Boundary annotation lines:
------------------------------------------------------------

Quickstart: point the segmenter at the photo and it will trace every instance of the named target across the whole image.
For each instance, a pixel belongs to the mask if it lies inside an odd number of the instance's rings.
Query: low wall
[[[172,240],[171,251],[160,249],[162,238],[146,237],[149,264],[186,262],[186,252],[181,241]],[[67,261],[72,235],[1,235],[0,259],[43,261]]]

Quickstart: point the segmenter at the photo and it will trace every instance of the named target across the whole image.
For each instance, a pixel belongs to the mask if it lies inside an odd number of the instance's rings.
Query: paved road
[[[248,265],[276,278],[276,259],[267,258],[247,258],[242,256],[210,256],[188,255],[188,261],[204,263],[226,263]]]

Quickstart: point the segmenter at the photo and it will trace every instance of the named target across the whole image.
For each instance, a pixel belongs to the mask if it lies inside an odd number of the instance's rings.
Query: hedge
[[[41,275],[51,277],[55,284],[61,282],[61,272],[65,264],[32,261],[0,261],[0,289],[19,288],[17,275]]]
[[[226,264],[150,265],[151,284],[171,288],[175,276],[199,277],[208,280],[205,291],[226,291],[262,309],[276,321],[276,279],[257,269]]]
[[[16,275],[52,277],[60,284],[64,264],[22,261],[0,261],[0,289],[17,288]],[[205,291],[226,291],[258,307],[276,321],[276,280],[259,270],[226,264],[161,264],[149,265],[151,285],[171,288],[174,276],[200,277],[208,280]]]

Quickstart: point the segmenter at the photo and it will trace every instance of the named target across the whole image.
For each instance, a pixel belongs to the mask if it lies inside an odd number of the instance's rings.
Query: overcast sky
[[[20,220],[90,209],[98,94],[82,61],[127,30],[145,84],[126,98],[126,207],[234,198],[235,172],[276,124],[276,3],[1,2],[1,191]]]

------------------------------------------------------------

:: Objective ::
Starting with the first line and going on through the line with "Query: low wall", write those lines out again, replacing "segmenter" with "segmentation tool" and leaving everything else unchanged.

:: Finished exercise ::
Quickstart: point the segmentation tool at the photo and it will trace every instance of the named target across the whole image.
For each instance, a pixel belongs to the mask if it lies inside an odd number of the instance's rings.
Query: low wall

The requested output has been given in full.